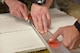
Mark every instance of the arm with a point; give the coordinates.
(70, 34)
(17, 8)
(48, 3)
(40, 16)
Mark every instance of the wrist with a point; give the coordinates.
(9, 2)
(77, 25)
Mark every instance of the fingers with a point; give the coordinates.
(35, 21)
(24, 12)
(40, 24)
(48, 19)
(56, 34)
(45, 22)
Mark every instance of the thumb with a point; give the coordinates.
(24, 13)
(56, 34)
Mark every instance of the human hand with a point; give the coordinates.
(17, 8)
(41, 17)
(71, 36)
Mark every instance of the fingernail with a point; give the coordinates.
(50, 39)
(26, 18)
(41, 32)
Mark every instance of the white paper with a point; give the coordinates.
(17, 35)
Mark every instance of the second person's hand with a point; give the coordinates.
(41, 17)
(17, 8)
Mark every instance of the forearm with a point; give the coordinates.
(79, 20)
(8, 2)
(48, 3)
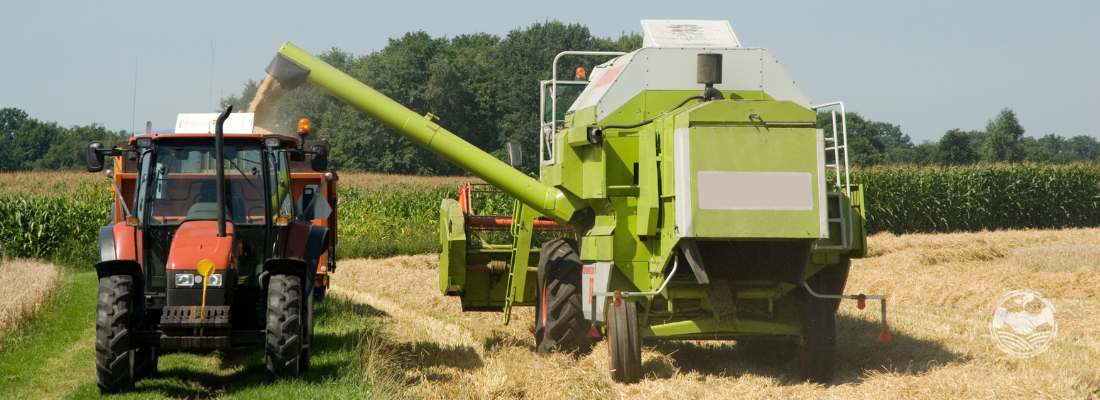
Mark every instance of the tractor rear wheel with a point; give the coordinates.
(113, 321)
(624, 346)
(284, 326)
(559, 320)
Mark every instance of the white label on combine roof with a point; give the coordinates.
(240, 122)
(686, 33)
(728, 190)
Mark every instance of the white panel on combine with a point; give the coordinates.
(594, 279)
(685, 33)
(241, 122)
(603, 77)
(737, 190)
(615, 82)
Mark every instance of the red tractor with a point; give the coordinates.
(220, 237)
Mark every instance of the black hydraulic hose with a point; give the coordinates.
(696, 97)
(219, 165)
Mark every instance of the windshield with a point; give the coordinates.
(184, 182)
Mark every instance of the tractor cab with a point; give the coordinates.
(211, 221)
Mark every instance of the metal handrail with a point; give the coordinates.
(546, 150)
(840, 151)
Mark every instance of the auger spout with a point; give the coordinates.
(293, 66)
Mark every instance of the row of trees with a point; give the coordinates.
(26, 143)
(1003, 141)
(482, 87)
(485, 89)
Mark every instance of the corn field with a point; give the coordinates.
(970, 199)
(384, 215)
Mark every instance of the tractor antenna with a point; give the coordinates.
(133, 111)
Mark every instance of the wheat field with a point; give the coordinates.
(943, 290)
(23, 286)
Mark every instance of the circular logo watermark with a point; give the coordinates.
(1023, 324)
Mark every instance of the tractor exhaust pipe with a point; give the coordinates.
(219, 165)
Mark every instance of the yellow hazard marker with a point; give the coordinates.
(206, 269)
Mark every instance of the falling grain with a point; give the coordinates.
(265, 104)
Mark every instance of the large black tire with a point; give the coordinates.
(559, 320)
(308, 329)
(817, 354)
(284, 326)
(818, 348)
(145, 358)
(113, 321)
(624, 346)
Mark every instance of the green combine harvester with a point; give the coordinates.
(696, 197)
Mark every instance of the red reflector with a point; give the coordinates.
(593, 332)
(884, 336)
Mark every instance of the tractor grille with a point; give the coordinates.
(187, 317)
++++++++++
Copy out exactly the lines that begin at the one with "Mark every instance of the metal" and end at the close of the material above; nothing else belongs in the answer.

§ **Your response**
Mark every instance of the metal handrail with a point; give the coordinates.
(546, 150)
(840, 151)
Mark every instance of the auger spout with a point; give the coordinates.
(293, 66)
Mark every instance of the row of trees with a point; give the coordinates.
(26, 143)
(1003, 141)
(482, 87)
(485, 89)
Mark every instance of the corn field with a point; give the coordinates.
(970, 199)
(384, 215)
Mark every instance of the tractor antenna with a point; give the coordinates.
(133, 111)
Mark every instance of the wheat field with a point; give the coordinates.
(943, 290)
(23, 286)
Mark every instance of the circular logo watermark with a point; give the coordinates.
(1023, 324)
Mark every instance of the tractor exhaust pipe with a point; give the coordinates.
(219, 165)
Mark every instance of the yellow hazard marker with a point; give the coordinates.
(206, 269)
Mark every instance of the falling grain with a point; give the coordinates.
(265, 104)
Mark every instance of the large black tire with a point; give the coordinates.
(559, 320)
(308, 329)
(817, 354)
(284, 326)
(818, 348)
(145, 358)
(113, 321)
(624, 346)
Mark every instance of the green combine harvester with a point; give the coordinates.
(696, 197)
Mark every instance of the red reflector with a point; give the coordinates.
(593, 332)
(884, 336)
Mark every instance of the tractor grille with a point; give the coordinates.
(187, 317)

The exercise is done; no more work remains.